*EXERCISE GOAL*: An exact transcription of the entries is required, with no images included.

*SOURCE RECORDS*:
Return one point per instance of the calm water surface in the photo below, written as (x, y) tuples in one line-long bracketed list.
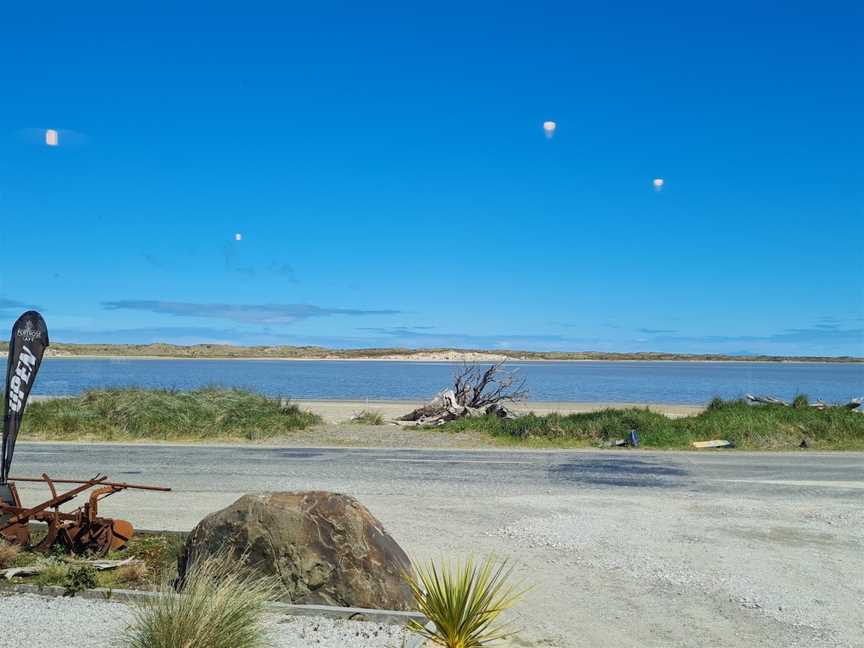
[(648, 382)]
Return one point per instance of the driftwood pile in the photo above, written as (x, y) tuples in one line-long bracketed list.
[(855, 404), (476, 392)]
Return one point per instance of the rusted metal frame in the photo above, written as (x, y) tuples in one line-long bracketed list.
[(82, 481), (55, 501)]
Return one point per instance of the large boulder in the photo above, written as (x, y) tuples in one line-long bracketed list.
[(325, 547)]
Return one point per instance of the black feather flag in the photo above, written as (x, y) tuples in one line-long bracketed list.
[(29, 339)]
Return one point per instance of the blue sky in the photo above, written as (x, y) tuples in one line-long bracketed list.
[(388, 173)]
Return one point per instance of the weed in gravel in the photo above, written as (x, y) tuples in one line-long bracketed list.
[(8, 554), (79, 578)]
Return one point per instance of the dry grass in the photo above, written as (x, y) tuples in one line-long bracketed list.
[(8, 554), (134, 573), (218, 607)]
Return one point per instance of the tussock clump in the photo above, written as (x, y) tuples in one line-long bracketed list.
[(218, 607)]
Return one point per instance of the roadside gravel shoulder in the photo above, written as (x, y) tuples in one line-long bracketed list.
[(82, 623)]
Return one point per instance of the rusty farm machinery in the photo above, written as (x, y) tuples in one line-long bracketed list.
[(80, 530)]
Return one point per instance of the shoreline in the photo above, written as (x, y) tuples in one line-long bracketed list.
[(507, 360), (341, 411)]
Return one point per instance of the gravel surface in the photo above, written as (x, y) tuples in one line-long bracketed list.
[(81, 623)]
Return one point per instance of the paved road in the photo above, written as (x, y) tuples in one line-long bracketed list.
[(626, 548)]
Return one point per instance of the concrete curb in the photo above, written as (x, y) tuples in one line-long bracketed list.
[(391, 617)]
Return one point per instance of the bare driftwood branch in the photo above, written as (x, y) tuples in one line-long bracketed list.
[(476, 391), (855, 404)]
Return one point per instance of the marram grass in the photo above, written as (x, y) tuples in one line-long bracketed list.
[(164, 414), (218, 607), (759, 427), (464, 601)]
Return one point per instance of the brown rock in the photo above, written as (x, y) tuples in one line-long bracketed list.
[(326, 548)]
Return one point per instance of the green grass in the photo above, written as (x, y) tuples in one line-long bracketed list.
[(764, 427), (159, 414), (368, 417), (157, 551)]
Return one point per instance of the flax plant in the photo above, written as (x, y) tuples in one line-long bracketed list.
[(463, 601)]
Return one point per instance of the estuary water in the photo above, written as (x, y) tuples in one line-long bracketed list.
[(634, 382)]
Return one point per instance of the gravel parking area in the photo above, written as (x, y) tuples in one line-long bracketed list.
[(81, 623), (626, 549)]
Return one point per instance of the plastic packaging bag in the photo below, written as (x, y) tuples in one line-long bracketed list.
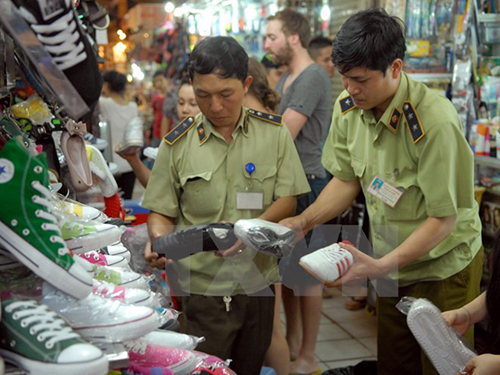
[(447, 351), (265, 236)]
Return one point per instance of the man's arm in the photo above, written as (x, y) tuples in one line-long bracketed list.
[(336, 197), (158, 225), (422, 240), (294, 121)]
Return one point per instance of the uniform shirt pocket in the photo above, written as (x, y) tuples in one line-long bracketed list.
[(262, 179), (199, 195)]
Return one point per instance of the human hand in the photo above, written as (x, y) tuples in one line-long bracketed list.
[(237, 248), (458, 319), (486, 364), (296, 223), (154, 258), (364, 267)]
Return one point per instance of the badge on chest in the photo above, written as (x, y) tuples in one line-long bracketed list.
[(384, 191)]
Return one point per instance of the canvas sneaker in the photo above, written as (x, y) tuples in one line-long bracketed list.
[(80, 210), (119, 276), (132, 296), (172, 339), (57, 27), (37, 340), (101, 319), (208, 237), (144, 354), (439, 341), (117, 248), (95, 257), (83, 236), (265, 236), (28, 227), (328, 263)]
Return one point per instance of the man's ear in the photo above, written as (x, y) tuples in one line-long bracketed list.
[(247, 83), (396, 68)]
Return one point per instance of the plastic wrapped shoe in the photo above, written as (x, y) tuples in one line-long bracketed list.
[(95, 257), (28, 227), (101, 319), (209, 237), (143, 355), (131, 296), (265, 236), (328, 263), (38, 341), (439, 341)]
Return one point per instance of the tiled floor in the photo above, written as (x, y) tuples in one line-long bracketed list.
[(345, 337)]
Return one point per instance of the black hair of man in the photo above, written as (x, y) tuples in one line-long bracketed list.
[(318, 43), (220, 55), (117, 81), (369, 39)]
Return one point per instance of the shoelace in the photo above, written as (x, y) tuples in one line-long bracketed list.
[(43, 323), (62, 40), (338, 256), (44, 200), (136, 346)]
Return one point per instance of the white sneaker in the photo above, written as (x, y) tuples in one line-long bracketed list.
[(438, 340), (172, 339), (117, 248), (132, 296), (327, 264), (100, 319), (119, 276)]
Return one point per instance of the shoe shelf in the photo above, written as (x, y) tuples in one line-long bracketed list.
[(57, 87)]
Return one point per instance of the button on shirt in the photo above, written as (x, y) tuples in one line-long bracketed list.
[(196, 180), (436, 175)]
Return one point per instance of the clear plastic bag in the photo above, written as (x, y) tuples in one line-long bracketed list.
[(448, 352), (265, 236)]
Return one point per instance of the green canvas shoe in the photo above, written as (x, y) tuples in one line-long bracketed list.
[(28, 229), (37, 340)]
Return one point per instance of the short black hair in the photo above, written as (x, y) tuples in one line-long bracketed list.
[(220, 55), (117, 82), (370, 39)]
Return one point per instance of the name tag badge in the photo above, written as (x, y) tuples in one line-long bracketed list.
[(250, 200), (384, 191)]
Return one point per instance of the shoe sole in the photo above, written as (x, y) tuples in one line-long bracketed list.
[(119, 332), (439, 341), (312, 273), (43, 266), (93, 241), (96, 367)]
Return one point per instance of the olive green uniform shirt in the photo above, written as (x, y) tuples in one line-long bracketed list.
[(433, 165), (195, 180)]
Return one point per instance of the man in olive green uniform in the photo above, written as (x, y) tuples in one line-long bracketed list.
[(227, 163), (403, 145)]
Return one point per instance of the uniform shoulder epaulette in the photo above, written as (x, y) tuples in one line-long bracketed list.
[(267, 117), (180, 129), (413, 121), (346, 104)]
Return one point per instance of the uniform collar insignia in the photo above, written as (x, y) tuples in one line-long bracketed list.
[(413, 121), (179, 130), (394, 119)]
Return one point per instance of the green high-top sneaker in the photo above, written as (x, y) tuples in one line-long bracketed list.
[(39, 341), (28, 230)]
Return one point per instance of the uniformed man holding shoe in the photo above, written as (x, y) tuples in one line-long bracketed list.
[(403, 145), (225, 164)]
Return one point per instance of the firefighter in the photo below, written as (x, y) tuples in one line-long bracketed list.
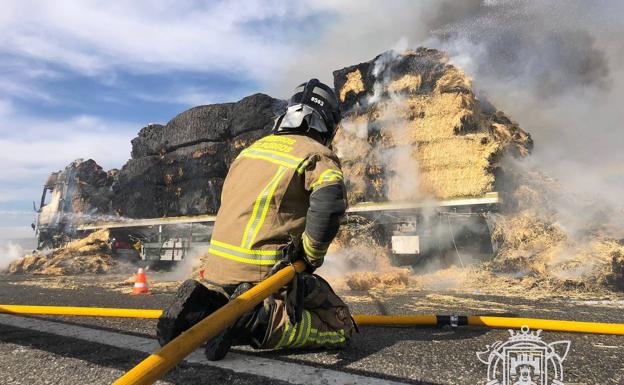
[(282, 200)]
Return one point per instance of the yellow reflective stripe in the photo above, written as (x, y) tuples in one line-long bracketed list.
[(239, 254), (251, 261), (280, 158), (292, 335), (328, 176), (214, 242), (258, 215), (311, 250), (282, 341), (327, 338), (303, 328)]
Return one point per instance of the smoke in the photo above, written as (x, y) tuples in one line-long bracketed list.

*YOUR SOLUTION*:
Return one point per instance of the calm water surface in the photo below, written as (x, y) tuples in one line-long bracketed list.
[(648, 382)]
Return one point per instance of the driftwood pile in the photo above, written as (x, y) tuples in one line-long bracketed list.
[(855, 404), (476, 392)]
Return one point per instance of the rusted metal frame in the photo above, written as (x, y) tuples in one line-long bracketed list.
[(82, 481), (55, 501)]
Return one point per instance of the large boulder in the photo above, written as (x, y) tuples in one line-long bracketed list.
[(325, 547)]
Return one point per instance of the black feather flag in the photo above, written as (x, y) tuples in one line-long bracketed list.
[(29, 339)]
Return one point per instance of the blue sky in the photo above, written as (x, y) tuples in one line-long bracketed list.
[(388, 173)]
Return one point per instance of the weed in gravel in the photo above, written as (x, y) tuples in one line-long bracketed list.
[(8, 554), (79, 578)]
Return one point per instance of the dry grass in the photo above, written as (x, y) tuples in one line-long bracketed list.
[(8, 554), (134, 573), (218, 607)]
Return one point per instance of the tussock clump in the photo above, written as (x, y) tuples in one line-long bracketed list.
[(218, 607)]
Return one point per instance of the roadside gravel shoulder in the photo above, written as (x, y) tuples in one line-long bracketed list.
[(82, 623)]
Return one point per instance of the rusty farm machinery in the photo above, written as (x, y) tuples in one line-long bracketed list.
[(80, 530)]
Return one point per instance of the shoreline in the photo above, written as (x, y) tuples in one line-long bracketed list.
[(507, 360), (341, 411)]
Return one point per instance of the gravel surface in the photo above, written as (x, y) tuples in one line-long bracketed list.
[(81, 623)]
Return one point per instance of the paved road in the photo above, written as (x, y) tuples in one line-long bracketed list.
[(626, 548)]
Return one point per instance of the concrete curb in the photo above, written as (x, y) tuples in one line-long bracketed list.
[(391, 617)]
Return one point per instance of the bare driftwood branch in the photo above, written as (x, y) tuples in one line-long bracketed list.
[(476, 391), (855, 404)]
Return one point per instance of the marram grass in the photo above, written as (x, y) tuples in one line-long bracketed list.
[(164, 414), (218, 607), (759, 427), (464, 601)]
Return one point per instance of the brown rock in the photo above, written as (x, y) tuples in one line-long bracketed list.
[(326, 548)]
Return one point per instance of the green grass in the photo above, written as (x, y) tuples in one line-long bracketed list.
[(764, 427), (159, 414), (368, 417), (157, 551)]
Return one point per instance of the flax plant in the photo above, written as (x, y) tuples in one line-long bracketed list.
[(463, 601)]
Return one point per instance of the estuary water in the photo above, written as (x, y) tuples in one line-long bracketed list.
[(634, 382)]
Return one point per instance of the gravel parking area in the photo above, written as (x, y) tuples in one line-long bracketed list.
[(81, 623), (626, 549)]
Return one point per instance of the plastic packaging bag in the photo below, written as (x, y) tuples in one line-long bracketed list.
[(447, 351), (265, 236)]
Return one point per instance of the man's arm in the photo above, written as (x, y) tuples in one line-long bracketed list.
[(336, 197), (158, 225), (422, 240), (294, 121)]
Return one point per instance of the uniform shirt pocket in the photo above, written as (x, y) tuples in one line-long bracketed list.
[(262, 179), (199, 195)]
Return one point per instance of the human hand in the photo above, written as (x, y) tuples in one line-long bracketed list.
[(237, 248), (458, 319), (486, 364), (296, 223), (154, 258), (364, 267)]
Return one point per instance of the badge on chest in the photo above, written as (x, y) tuples in one line-long bracketed list.
[(384, 191)]
Return one point per instance of the canvas sneaker in the photo above, written as (x, y) tuples in one line-long bracketed list.
[(80, 210), (119, 276), (132, 296), (172, 339), (57, 27), (37, 340), (101, 319), (208, 237), (144, 354), (439, 341), (117, 248), (95, 257), (83, 236), (265, 236), (28, 227), (328, 263)]
Return one point per instance of the man's ear in the photo above, written as (x, y) tuples in one line-long bracketed list.
[(247, 83), (396, 68)]
Return one point per instance of the plastic wrapped shoe in the photo above, written as (x, y) tuples in one line-long bracketed list.
[(95, 257), (28, 227), (101, 319), (209, 237), (143, 355), (131, 296), (265, 236), (328, 263), (38, 341), (439, 341)]
Return one point per instance of the tiled floor in the photo above, written as (x, y) tuples in one line-long bracketed list.
[(345, 337)]
Return one point per instance of the black hair of man in the photo above, written as (x, y) tuples in one line-long bracketed list.
[(318, 43), (220, 55), (117, 81), (369, 39)]
Return one point per instance of the shoelace in the photo above, written as (x, y) tuples in one line-long bracketed list.
[(43, 323), (62, 40), (338, 256), (44, 200), (136, 346)]
Return one point per instance of the white sneaker in the photo above, written as (x, y) tuples in one line-long bracketed list.
[(438, 340), (172, 339), (117, 248), (132, 296), (327, 264), (100, 319), (119, 276)]
Return one point per instance of the shoe shelf in the photo above, written as (x, y) tuples in one line-long bracketed list.
[(57, 87)]
Return one point per instance of the button on shirt in the photo above, written as (x, y) tuples in one line-long bracketed list.
[(196, 180), (436, 175)]
Return one point per instance of the clear plastic bag in the photo above, written as (x, y) tuples in one line-long bracketed list.
[(448, 352), (265, 236)]
Return one point per instance of the green canvas shoe in the photo above, written as (x, y) tuples in one line-long bracketed list.
[(28, 229), (37, 340)]
Return one point per instance of the short black hair in the photo above, written as (x, y) tuples in one line-long bracketed list.
[(220, 55), (117, 82), (370, 39)]
Return one point per instance of the name tag badge in the photo above, written as (x, y) tuples in one line-long bracketed list.
[(250, 200), (384, 191)]
Return one point per instance of the shoe sole in the photo above, written as (x, y) tuples in one line-long bracketed list.
[(119, 332), (439, 341), (312, 273), (43, 266), (93, 241), (96, 367)]
Return one point per instance of the olive green uniform shirt in the photo above, written as (x, y) tuples in one line-long bracketed list.
[(433, 165), (195, 180)]
Return one point per instance of the man in olive green uniform in the photo above, written as (x, y) tuples in one line-long bracketed list.
[(227, 163), (403, 145)]
Return one point per instance of the uniform shoulder epaulette in the photo above, written as (x, y) tuples in one line-long bracketed list.
[(267, 117), (180, 129), (413, 121), (346, 104)]
Return one point per instance of the uniform collar insignia in the photo above, written as (x, y) tuples in one line-long bracketed list.
[(413, 121), (179, 130), (394, 119)]
Return one point per instance of the green high-top sneaker in the photo above, written as (x, y) tuples in one line-long bracketed list.
[(39, 341), (28, 230)]
Return one point per instance of the uniformed man holding shoe in the photo above, written as (x, y) tuples in one line-long bracketed list.
[(403, 145), (225, 164)]
Return one point per instance of the firefighter in the photo below, written as (x, y) tuples in one line-long bracketed list.
[(282, 200)]
Return one point per instance of the yellow reflective stripe in the photo above, written as (x, y) tuples in one line-long bracketed list.
[(239, 254), (251, 261), (280, 158), (292, 335), (328, 176), (214, 242), (258, 215), (311, 250), (282, 341), (327, 338), (303, 328)]
Return one point per instance of the smoke in the photo above, written as (x, y) tuples in one line-long bracketed list.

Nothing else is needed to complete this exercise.